Provided data:
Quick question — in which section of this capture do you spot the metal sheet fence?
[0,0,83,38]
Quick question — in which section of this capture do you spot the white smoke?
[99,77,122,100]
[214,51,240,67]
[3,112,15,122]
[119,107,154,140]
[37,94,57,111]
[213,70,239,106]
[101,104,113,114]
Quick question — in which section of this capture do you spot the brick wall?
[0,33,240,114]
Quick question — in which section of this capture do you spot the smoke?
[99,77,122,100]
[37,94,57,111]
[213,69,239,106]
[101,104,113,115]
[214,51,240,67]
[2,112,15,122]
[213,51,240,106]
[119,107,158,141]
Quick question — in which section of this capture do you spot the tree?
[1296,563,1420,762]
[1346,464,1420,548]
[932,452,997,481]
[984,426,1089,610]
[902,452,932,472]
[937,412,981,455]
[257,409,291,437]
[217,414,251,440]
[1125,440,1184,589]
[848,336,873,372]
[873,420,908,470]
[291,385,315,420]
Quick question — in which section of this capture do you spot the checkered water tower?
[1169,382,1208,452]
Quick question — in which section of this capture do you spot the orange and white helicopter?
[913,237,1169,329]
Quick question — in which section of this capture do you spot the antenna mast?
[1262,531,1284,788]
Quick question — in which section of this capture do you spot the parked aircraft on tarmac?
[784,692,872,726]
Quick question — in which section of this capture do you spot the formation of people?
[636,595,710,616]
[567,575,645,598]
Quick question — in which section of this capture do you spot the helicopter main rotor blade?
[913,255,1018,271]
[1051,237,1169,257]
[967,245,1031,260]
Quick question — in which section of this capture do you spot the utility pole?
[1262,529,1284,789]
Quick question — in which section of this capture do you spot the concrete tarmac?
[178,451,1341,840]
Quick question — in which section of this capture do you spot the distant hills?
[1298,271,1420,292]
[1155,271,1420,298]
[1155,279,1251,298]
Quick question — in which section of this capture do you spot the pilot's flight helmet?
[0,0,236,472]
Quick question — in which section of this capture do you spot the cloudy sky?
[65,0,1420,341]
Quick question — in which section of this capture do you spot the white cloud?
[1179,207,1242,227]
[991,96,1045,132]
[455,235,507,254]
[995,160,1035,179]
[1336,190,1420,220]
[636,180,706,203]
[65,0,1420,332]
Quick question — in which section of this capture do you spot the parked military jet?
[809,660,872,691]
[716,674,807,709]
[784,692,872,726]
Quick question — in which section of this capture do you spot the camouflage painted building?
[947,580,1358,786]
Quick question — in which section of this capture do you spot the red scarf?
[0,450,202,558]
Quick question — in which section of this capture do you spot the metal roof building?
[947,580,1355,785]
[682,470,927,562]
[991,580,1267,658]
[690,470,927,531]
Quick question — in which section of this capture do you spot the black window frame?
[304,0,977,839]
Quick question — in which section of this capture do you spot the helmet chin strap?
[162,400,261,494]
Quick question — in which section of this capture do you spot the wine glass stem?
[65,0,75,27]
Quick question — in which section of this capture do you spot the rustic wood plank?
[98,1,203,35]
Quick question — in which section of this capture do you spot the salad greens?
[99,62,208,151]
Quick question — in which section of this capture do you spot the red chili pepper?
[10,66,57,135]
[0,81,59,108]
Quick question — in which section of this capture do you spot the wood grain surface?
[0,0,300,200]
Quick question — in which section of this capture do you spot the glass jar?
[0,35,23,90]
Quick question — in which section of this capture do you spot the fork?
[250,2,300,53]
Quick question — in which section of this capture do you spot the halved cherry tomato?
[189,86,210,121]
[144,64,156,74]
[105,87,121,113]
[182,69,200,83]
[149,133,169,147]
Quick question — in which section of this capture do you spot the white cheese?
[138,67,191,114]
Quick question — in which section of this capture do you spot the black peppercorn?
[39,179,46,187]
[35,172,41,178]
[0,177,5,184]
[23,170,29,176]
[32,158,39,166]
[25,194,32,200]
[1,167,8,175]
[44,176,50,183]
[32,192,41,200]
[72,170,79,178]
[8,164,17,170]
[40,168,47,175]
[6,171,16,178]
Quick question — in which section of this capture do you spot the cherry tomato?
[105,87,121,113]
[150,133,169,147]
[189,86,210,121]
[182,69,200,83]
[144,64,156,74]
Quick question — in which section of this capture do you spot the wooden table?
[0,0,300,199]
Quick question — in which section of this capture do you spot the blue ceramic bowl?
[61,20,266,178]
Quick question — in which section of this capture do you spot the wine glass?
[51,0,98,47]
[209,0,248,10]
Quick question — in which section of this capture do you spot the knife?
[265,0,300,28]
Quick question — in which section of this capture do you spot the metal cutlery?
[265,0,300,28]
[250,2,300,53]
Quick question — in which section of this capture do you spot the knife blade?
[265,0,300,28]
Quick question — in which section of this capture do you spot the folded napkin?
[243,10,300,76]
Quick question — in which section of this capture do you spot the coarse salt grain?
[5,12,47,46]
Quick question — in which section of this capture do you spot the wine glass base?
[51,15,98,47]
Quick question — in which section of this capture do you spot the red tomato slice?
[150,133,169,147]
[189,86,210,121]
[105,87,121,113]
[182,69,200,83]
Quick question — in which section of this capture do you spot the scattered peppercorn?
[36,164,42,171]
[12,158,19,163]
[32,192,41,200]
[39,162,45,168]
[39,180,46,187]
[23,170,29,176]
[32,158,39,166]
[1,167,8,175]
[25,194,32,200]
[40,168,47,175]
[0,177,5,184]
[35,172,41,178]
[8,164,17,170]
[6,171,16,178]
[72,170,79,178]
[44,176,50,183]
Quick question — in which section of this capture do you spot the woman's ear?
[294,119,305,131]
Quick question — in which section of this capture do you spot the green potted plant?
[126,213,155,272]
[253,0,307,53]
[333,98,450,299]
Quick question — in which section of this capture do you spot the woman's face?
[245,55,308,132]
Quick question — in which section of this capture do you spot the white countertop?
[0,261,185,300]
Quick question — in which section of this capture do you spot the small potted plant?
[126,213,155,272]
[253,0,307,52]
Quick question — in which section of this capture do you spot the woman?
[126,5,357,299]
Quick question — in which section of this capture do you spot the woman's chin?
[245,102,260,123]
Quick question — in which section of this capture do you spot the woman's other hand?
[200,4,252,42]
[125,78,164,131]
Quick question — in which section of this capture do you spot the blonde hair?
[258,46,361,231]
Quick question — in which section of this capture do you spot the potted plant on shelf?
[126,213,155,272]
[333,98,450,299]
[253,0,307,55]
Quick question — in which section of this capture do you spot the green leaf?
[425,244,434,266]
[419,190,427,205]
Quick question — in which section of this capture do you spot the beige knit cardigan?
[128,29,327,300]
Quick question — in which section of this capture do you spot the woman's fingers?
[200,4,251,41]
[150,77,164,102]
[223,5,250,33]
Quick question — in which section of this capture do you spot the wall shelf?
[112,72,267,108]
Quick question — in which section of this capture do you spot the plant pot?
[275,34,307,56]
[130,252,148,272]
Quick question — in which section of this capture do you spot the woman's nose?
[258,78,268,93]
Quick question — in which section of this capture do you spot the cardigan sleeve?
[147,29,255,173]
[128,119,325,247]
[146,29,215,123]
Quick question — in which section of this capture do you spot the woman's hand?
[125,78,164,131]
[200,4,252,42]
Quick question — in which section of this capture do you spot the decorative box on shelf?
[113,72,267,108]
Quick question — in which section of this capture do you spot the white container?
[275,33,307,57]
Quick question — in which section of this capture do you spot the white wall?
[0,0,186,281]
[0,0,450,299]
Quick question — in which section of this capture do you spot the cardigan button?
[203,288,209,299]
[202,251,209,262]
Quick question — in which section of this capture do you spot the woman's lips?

What to produce: Return every line of the listing above word for word, from the first line through the last.

Complete response:
Quick question — in which section of this capture do you spot the metal sheet fence?
[0,0,83,38]
Quick question — in which section of this capture do you spot the white smoke?
[99,77,122,100]
[214,51,240,67]
[3,112,15,122]
[119,107,154,140]
[37,94,57,111]
[213,70,239,106]
[101,104,113,114]
Quick question — in which section of this capture do you spot the brick wall?
[0,33,240,114]
Quick question — in which section of this capture do you spot the smoke?
[99,77,122,100]
[37,94,57,111]
[213,69,239,106]
[101,104,113,115]
[214,51,240,67]
[2,112,15,122]
[213,51,240,106]
[119,107,158,141]
Quick question — in which section of this capture do you spot the tree?
[1296,563,1420,762]
[1346,464,1420,548]
[932,452,997,481]
[984,426,1089,610]
[902,452,932,472]
[937,412,981,455]
[257,409,291,437]
[217,414,251,440]
[1125,440,1184,589]
[848,336,873,372]
[873,420,908,470]
[291,385,315,420]
Quick question — in which section of this capture do you spot the checkered water tower?
[1169,382,1208,452]
Quick question — in which section of this capture do you spot the orange and white helicopter?
[913,237,1169,329]
Quick question — in which section of this capture do you spot the antenna mast?
[1262,531,1284,788]
Quick question — in which section of this capture do you spot the parked aircraft on tarmac?
[784,692,872,726]
Quick question — in which section of this capture do you spot the formation of people?
[636,595,710,616]
[567,575,645,598]
Quick question — in which section of this capture do you spot the helicopter main rotor blade?
[913,255,1018,271]
[1051,237,1169,257]
[967,245,1031,260]
Quick question — in which section of this capture do you spot the utility pole?
[1262,529,1284,789]
Quick question — in which section of this capture do you spot the concrete tarmac?
[178,451,1341,840]
Quick question — in which section of this capture do you spot the distant hills?
[1298,271,1420,292]
[1155,271,1420,298]
[1155,279,1251,298]
Quick question — in which section of this capture do you spot the pilot's flight helmet?
[0,0,236,472]
Quick question — in which section of this capture do you spot the cloudy sky?
[65,0,1420,341]
Quick question — in which section of this capture do you spot the white cloud?
[1179,207,1242,227]
[991,96,1045,132]
[455,235,507,254]
[995,160,1035,179]
[1336,190,1420,220]
[636,180,706,203]
[65,0,1420,332]
Quick question — in which section of this capture do you spot the parked military jet?
[809,660,872,691]
[716,674,807,709]
[784,692,872,726]
Quick question — in which section of this capture do you spot the camouflage painted building?
[947,580,1358,786]
Quick question — in which section of this capture do you spot the red scarf?
[0,450,202,558]
Quick question — in which section of this capture do you spot the metal roof building?
[947,580,1355,785]
[682,470,927,562]
[991,580,1267,658]
[690,470,927,531]
Quick question — in which section of this capture do you spot the black window frame?
[304,0,977,839]
Quick question — in which section of this capture do you spot the helmet chin strap?
[162,400,261,494]
Quick question — in which section of this capture do you spot the wine glass stem?
[65,0,75,27]
Quick question — in which section of this capture do you spot the rustic wood plank?
[98,1,203,35]
Quick question — in which section of this capture do you spot the salad greens?
[99,62,208,151]
Quick question — in which section of this capture do you spot the red chili pepper?
[10,66,57,135]
[0,81,59,108]
Quick question — in which section of this capture do you spot the wood grain surface?
[0,0,300,200]
Quick question — in which section of this capture do you spot the glass jar?
[0,35,23,90]
Quick question — in which section of this capture do you spot the fork?
[250,2,300,53]
Quick question — in which section of this capture do you spot the halved cherry tomato?
[189,86,210,121]
[144,64,156,74]
[105,87,121,113]
[182,69,200,83]
[149,133,169,147]
Quick question — in which section of this capture do you spot the white cheese?
[138,67,191,114]
Quick question — in which section of this capture do you spot the black peppercorn?
[39,179,46,187]
[35,172,41,178]
[0,177,5,184]
[23,170,29,176]
[32,158,39,166]
[25,194,32,200]
[1,167,8,175]
[44,176,50,183]
[32,192,41,200]
[72,170,79,178]
[8,164,17,170]
[40,168,47,175]
[6,171,16,178]
Quick question — in which section of this capture do you spot the cherry tomato?
[105,87,121,113]
[150,133,169,147]
[189,86,210,121]
[182,69,200,83]
[144,64,156,74]
Quick question — in which section of this capture do you spot the wooden table?
[0,0,300,199]
Quick question — in which section of this capture do you spot the blue ceramic bowl?
[61,20,266,178]
Quick question — in which section of this capture do you spot the wine glass?
[51,0,98,47]
[209,0,248,10]
Quick question — in which section of this capture do you spot the knife?
[265,0,300,28]
Quick question — in which section of this capture do you spot the metal cutlery?
[265,0,300,28]
[250,2,300,53]
Quick question — in which section of this capture do you spot the knife blade?
[265,0,300,28]
Quick question — in which section of this capture do you spot the folded napkin?
[243,10,300,76]
Quick question — in which section of this capture do you spot the coarse salt grain?
[5,12,47,46]
Quick question — in which section of this capture do you spot the wine glass base?
[51,15,98,47]
Quick question — in which section of this capture do you spot the red tomato slice?
[150,133,169,147]
[189,86,210,121]
[105,87,121,113]
[182,69,200,83]
Quick question — in which section of this capture do you spot the scattered peppercorn?
[36,164,42,171]
[12,158,19,163]
[32,192,41,200]
[39,162,45,168]
[39,180,46,187]
[23,170,29,176]
[32,158,39,166]
[1,167,8,175]
[25,194,32,200]
[40,168,47,175]
[0,177,5,184]
[35,172,41,178]
[8,164,17,170]
[6,171,16,178]
[72,170,79,178]
[44,176,50,183]
Quick question — in which section of this capture do you spot the woman's ear?
[294,119,305,131]
Quick question — in which section of this capture do you spot the green potted plant?
[126,213,155,272]
[253,0,307,53]
[333,98,450,299]
Quick question — in which section of this capture do you spot the woman's face?
[245,55,308,132]
Quick question — in which section of this capture do you spot the white countertop?
[0,261,185,300]
Quick question — in which section of this capture do you spot the small potted plant?
[126,213,155,272]
[253,0,307,52]
Quick question — in which section of this capture do you spot the woman?
[126,5,357,299]
Quick question — in which section of this capture do you spot the woman's chin?
[245,102,260,123]
Quick question — in which section of this capture do you spot the woman's other hand?
[200,4,252,42]
[125,78,164,131]
Quick question — in which section of this capture do you spot the blonde hair?
[258,46,361,231]
Quick question — in which section of this capture do you spot the potted plant on shelf?
[126,213,155,272]
[333,98,450,299]
[253,0,307,55]
Quick question — in which section of this capture do you spot the green leaf?
[425,244,434,266]
[419,190,427,205]
Quick question — in which section of this capture do you spot the beige knit cardigan?
[128,29,327,300]
Quick question — in which section of this capture do you spot the woman's fingers?
[200,4,251,41]
[150,77,164,102]
[223,5,250,33]
Quick question — in which section of this capture do you spot the wall shelf?
[112,72,267,108]
Quick question — in which section of this capture do you spot the plant pot?
[275,34,307,56]
[130,252,148,272]
Quick question — in which section of this capture do you spot the woman's nose?
[258,78,268,93]
Quick question — in which section of this capture do you spot the cardigan sleeve?
[147,29,255,173]
[128,119,325,247]
[146,29,215,123]
Quick question — in which section of this capture do you spot the woman's hand?
[125,78,164,131]
[200,4,252,42]
Quick question — in which section of this capture do you spot the decorative box on shelf?
[113,72,267,108]
Quick question — in which section of this capture do you spot the white container?
[275,33,307,57]
Quick question — in which section of this capture do you spot the white wall?
[0,0,186,281]
[0,0,450,299]
Quick question — in which section of this capture do you spot the cardigan button?
[203,288,209,299]
[202,251,209,262]
Quick question — in which section of this capture do you spot the woman's lips?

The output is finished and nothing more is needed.